03 août 2008

Le lean, « la culture du goulot », et la crise économique

Combien de fois avez vous entendu quelqu’un vous dire « pour conduire toute amélioration, il faut vous focaliser sur votre goulot d’abord! » ?

« L’œuvre de Dieu et la part du diable »
L’un des livres que je conseille très souvent à mes étudiants (ECP et SUPELEC) est « Le But » de Goldratt. En général, je l’accompagne toujours du commentaire : « tout n’y est pas parfait mais c’est un bon point de départ ». En effet, ce « best seller » a la puissance et l’inconvénient que peut avoir un slogan. Un slogan permet de communiquer de manière efficace mais il a également l’inconvénient d’être réducteur.

La prémisse de ce que j’appellerais la « culture du goulot » est : « il y a toujours un goulot dans votre usine » et le reste se passe comme suit :
1. trouvez ce goulot
2. supprimer le goulot
3. puis, passer au goulot suivant
4. aller à 2.

Cela est tellement bien respecté que dans certaines compagnies, la mission des personnes en charge de l’amélioration continue se résume a un travail de cherche-le-goulot-et-supprime-le.
En réalité il y a beaucoup de situations où le goulot n’est plus une contrainte. Dans ce cas que faut-il faire ?

Avant de répondre à cette question revenons au bouquin de Goldratt. Un autre point qui y est très bien présenté est « le but » d’une entreprise. Le but d’une entreprise, quelque soit sa stratégie, est de gagner de l’argent. Et comment gagne-t-on de l’argent ?
En faisant des profits :

profits = marge moyenne * nombre d’unités
marge moyenne = prix de vente moyen – coût moyen

Une entreprise gagnera de l‘agent en actionnant l’un ou les deux leviers suivants
1. augmenter le nombre d’unités vendus, ou/et
2. augmenter la marge moyenne

En réalité nous contrôlons toujours le point (2), via la réduction des coûts bien sûr (et non par l’augmentation du prix de vente qui, comme tout le monde le sait, est fixé par le marché). Nous n’avons pas toujours de contrôle sur le point (2), surtout en période de crise économique. En effet, dans cette situation, la demande baisse et votre goulot n’est plus une contrainte. Alors pourquoi s’y focaliser ?

En période de crise économique, que faut-il dont faire ? Tout simplement se focaliser dur la réduction des coûts, surtout ceux qui augmentent rapidement : les frais généraux, l’énergie, les matières premières, les coûts de main d’œuvre,...

• _Consigne a_: Relevez, s'il vous plaît, toutes les étapes de la « culture du goulot » énumérées dans le texte sur le lean et la crise économique.

• _Lignes de données_:
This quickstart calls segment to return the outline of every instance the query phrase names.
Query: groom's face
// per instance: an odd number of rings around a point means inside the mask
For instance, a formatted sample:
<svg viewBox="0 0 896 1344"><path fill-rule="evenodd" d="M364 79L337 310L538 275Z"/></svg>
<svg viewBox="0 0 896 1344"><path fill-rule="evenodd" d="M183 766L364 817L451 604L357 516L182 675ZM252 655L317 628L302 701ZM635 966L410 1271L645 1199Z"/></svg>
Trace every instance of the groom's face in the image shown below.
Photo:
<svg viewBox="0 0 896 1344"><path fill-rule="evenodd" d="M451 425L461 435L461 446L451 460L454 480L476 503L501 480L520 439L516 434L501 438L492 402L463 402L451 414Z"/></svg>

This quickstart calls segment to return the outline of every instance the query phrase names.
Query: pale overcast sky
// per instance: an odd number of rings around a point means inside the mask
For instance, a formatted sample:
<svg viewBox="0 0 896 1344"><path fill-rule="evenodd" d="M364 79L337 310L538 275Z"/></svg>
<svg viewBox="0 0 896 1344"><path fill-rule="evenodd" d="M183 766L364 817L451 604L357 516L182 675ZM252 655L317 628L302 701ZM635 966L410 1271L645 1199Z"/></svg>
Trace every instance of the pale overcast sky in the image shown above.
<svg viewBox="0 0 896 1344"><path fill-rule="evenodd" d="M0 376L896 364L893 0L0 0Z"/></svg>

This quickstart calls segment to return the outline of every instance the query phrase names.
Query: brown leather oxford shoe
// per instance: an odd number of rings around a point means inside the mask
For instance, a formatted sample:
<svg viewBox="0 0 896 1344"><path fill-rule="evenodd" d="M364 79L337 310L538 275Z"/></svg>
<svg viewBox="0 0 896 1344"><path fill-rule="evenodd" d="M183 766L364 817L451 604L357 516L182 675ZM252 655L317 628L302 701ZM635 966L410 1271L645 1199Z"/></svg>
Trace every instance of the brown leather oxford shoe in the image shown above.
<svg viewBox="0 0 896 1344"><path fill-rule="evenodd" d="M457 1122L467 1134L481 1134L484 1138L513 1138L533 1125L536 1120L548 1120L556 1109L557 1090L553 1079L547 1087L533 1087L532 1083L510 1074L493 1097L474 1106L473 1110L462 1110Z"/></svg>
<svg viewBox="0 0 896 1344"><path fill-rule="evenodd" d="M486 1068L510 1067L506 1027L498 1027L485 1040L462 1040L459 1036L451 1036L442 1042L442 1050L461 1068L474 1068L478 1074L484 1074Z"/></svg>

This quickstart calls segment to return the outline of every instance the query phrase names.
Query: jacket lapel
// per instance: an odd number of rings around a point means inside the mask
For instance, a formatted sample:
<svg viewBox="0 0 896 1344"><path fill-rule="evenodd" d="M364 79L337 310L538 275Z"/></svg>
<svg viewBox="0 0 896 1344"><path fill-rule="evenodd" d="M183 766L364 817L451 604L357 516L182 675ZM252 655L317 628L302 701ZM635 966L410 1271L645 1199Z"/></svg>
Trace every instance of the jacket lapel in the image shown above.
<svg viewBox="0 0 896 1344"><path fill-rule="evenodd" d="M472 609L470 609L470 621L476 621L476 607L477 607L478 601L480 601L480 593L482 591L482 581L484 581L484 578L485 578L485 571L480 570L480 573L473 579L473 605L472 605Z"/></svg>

• _Consigne b_: Présentez sous forme de liste JSON de chaînes les entrées ci-dessus, depuis leur début jusqu'à la ligne contenant "425L461 435L461 446L451", incluse. Mettez une chaîne par ligne et omettez les lignes vides.

• _Réponse rédigée a_:
1. trouvez ce goulot
2. supprimer le goulot
3. puis, passer au goulot suivant
4. aller à 2.

• _Réponse rédigée b_:
[
  "This quickstart calls segment to return the outline of every instance the query phrase names.",
  "Query: groom's face",
  "// per instance: an odd number of rings around a point means inside the mask",
  "For instance, a formatted sample:",
  "<svg viewBox=\"0 0 896 1344\"><path fill-rule=\"evenodd\" d=\"M364 79L337 310L538 275Z\"/></svg>",
  "<svg viewBox=\"0 0 896 1344\"><path fill-rule=\"evenodd\" d=\"M183 766L364 817L451 604L357 516L182 675ZM252 655L317 628L302 701ZM635 966L410 1271L645 1199Z\"/></svg>",
  "Trace every instance of the groom's face in the image shown below.",
  "Photo:",
  "<svg viewBox=\"0 0 896 1344\"><path fill-rule=\"evenodd\" d=\"M451 425L461 435L461 446L451 460L454 480L476 503L501 480L520 439L516 434L501 438L492 402L463 402L451 414Z\"/></svg>"
]